| Data shown |
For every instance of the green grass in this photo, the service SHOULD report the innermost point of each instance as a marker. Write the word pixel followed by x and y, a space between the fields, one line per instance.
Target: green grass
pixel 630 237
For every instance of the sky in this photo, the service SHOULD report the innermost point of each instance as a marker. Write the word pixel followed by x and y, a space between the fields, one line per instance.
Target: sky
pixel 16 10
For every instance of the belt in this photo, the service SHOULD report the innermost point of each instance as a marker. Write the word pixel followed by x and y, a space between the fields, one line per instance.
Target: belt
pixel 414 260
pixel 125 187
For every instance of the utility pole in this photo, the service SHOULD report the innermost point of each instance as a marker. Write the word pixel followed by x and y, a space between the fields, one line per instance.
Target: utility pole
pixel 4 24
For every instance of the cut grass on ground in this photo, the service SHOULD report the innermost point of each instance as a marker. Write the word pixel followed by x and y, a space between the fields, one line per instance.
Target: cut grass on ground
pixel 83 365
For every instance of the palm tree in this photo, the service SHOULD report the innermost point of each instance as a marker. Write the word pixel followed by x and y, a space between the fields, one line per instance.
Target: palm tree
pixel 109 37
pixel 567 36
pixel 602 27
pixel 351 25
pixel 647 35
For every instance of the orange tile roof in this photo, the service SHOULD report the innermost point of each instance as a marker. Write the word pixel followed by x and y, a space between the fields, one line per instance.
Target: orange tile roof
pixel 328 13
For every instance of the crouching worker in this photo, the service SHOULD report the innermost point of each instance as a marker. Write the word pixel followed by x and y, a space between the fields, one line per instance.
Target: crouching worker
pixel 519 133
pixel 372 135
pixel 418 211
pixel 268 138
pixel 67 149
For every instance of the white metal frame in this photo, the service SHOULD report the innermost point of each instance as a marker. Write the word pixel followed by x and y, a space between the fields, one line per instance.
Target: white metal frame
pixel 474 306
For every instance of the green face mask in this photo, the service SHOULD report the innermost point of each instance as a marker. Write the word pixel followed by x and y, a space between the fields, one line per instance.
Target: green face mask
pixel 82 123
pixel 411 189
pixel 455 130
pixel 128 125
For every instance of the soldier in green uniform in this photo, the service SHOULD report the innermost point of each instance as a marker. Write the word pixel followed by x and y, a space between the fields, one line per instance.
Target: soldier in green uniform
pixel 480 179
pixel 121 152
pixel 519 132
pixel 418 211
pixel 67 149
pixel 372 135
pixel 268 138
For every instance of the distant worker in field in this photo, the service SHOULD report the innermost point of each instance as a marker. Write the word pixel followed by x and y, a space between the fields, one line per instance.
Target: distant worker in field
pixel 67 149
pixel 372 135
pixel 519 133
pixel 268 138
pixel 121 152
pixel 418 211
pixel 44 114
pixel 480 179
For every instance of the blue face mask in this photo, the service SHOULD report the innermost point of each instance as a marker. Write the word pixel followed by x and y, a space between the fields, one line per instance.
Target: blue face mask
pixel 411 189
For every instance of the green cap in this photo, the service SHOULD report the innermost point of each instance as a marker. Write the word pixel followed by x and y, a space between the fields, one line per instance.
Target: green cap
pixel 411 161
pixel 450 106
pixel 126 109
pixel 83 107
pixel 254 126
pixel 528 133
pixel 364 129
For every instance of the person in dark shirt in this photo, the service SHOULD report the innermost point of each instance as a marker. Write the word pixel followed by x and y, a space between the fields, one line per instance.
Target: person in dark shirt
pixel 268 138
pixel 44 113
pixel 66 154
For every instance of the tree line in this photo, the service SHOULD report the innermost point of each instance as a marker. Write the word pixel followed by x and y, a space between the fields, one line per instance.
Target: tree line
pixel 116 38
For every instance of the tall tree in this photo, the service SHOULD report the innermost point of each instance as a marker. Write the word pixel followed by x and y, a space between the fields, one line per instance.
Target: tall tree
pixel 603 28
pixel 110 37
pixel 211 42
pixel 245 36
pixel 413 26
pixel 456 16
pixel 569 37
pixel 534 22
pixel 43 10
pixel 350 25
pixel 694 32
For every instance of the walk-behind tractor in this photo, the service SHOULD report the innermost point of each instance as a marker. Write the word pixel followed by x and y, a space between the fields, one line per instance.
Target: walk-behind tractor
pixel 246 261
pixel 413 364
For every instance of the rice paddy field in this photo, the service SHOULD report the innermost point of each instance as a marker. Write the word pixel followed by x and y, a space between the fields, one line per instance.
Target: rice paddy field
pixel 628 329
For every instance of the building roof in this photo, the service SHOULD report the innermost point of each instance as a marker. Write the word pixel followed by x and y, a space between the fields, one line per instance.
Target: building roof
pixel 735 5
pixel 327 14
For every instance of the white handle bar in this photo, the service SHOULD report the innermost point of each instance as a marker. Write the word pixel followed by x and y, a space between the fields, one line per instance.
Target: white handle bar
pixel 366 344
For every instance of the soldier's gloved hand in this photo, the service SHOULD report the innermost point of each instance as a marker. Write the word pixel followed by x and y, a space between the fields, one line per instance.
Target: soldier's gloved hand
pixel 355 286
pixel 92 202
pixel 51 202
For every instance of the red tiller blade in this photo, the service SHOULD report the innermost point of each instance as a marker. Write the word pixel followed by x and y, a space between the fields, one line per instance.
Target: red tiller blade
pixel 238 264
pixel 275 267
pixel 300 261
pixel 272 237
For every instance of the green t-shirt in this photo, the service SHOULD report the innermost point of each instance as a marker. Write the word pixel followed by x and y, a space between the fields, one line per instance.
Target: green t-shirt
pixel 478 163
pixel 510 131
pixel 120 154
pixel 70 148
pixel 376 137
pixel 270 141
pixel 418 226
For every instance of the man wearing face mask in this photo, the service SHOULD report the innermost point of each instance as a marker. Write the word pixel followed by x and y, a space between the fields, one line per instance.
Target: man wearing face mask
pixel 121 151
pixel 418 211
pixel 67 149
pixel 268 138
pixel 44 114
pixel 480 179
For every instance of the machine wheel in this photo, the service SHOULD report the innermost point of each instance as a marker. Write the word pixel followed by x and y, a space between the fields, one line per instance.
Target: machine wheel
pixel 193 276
* * *
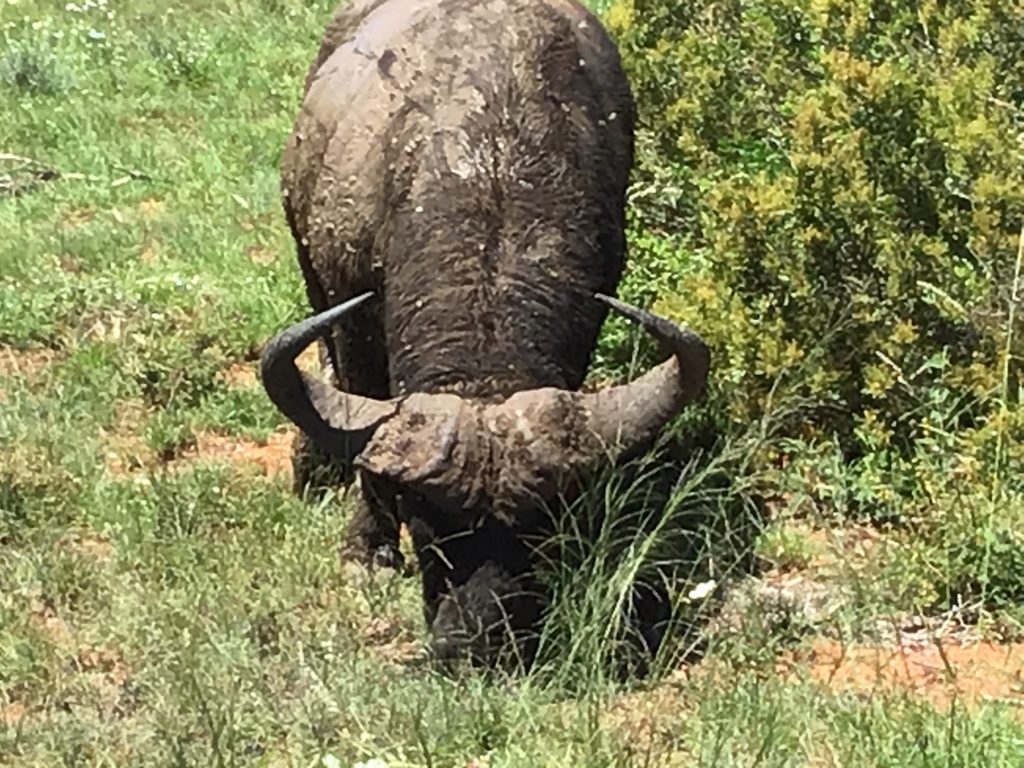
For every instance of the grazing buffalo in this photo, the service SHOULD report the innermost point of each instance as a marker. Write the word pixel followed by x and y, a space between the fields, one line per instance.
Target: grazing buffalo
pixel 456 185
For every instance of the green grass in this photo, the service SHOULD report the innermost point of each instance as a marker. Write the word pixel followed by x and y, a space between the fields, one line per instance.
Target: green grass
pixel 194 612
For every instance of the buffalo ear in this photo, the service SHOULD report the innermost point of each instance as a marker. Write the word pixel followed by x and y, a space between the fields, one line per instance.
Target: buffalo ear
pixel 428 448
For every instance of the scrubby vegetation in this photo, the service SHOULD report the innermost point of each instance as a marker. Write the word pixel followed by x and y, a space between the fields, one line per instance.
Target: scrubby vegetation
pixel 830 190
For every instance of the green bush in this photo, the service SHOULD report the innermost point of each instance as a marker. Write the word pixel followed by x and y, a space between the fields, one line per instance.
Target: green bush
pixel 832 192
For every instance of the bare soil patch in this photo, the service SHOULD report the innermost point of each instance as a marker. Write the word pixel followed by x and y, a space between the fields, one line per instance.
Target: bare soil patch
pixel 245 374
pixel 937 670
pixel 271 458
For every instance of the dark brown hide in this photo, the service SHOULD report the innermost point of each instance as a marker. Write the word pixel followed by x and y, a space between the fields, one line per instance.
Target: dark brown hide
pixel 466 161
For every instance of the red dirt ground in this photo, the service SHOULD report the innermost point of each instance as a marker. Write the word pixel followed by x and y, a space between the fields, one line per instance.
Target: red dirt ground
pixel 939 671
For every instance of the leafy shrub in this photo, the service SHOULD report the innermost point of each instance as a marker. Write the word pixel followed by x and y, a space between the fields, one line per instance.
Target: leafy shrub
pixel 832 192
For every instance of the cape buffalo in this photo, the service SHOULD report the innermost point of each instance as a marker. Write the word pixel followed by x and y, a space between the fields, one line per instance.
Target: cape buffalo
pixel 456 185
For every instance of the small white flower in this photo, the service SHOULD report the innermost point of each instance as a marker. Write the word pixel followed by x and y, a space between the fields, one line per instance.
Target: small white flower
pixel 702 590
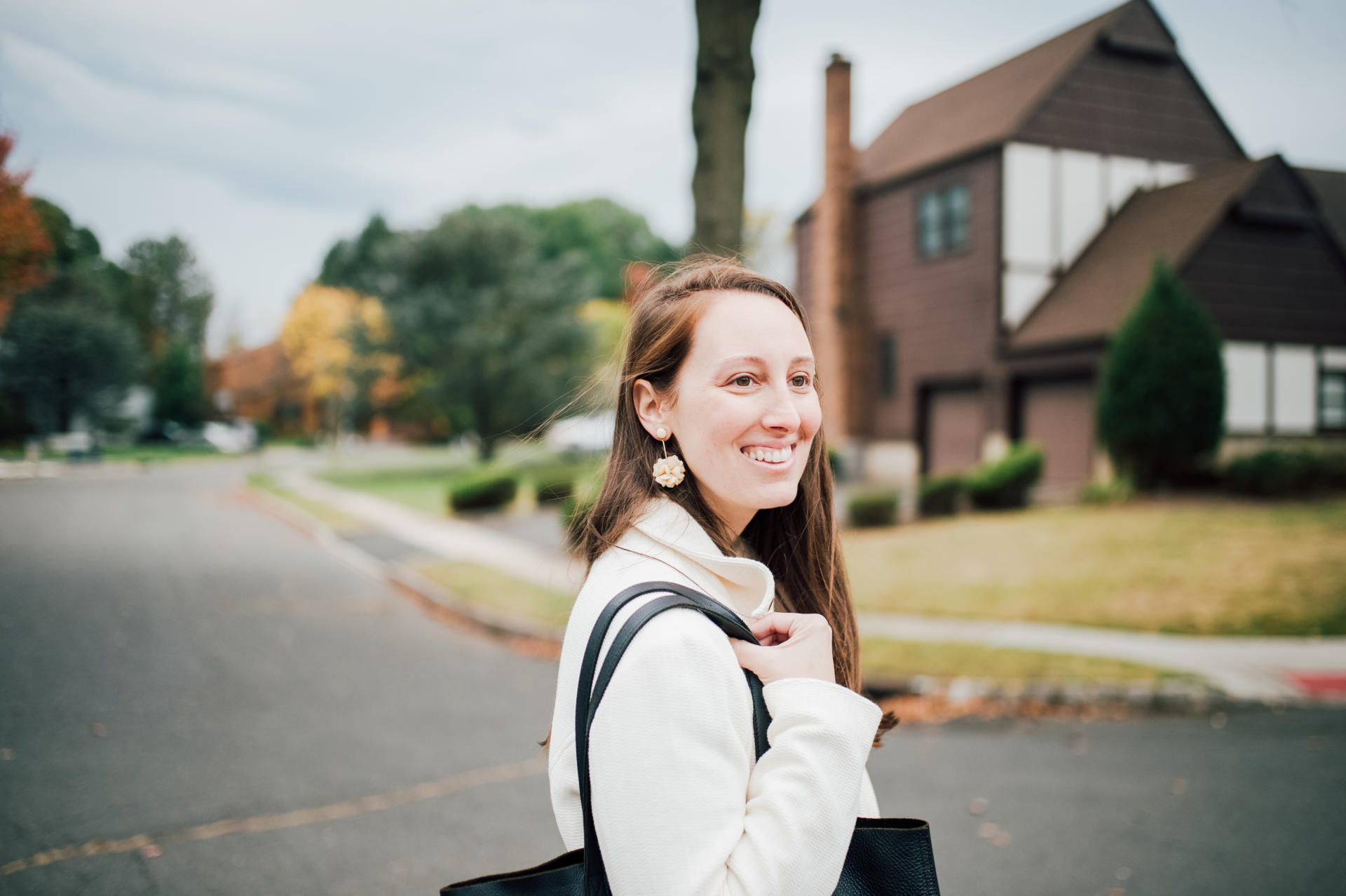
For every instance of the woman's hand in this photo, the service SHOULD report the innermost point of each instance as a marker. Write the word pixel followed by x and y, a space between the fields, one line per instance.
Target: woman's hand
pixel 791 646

| Stated goal |
Recast the listing lines from the one containing "For every instance of the woman's" through the one containing "pixel 791 646", both included, as a JSON list of strings with one string per line and blank lines omitted.

| Written response |
[
  "For every instance of the woman's hand in this photo, the service SHOULD report the innermost point of each instance as a marker. Write the word pixel followed by x and y, a space between the fields, one line per instance.",
  "Target: woman's hand",
  "pixel 791 646"
]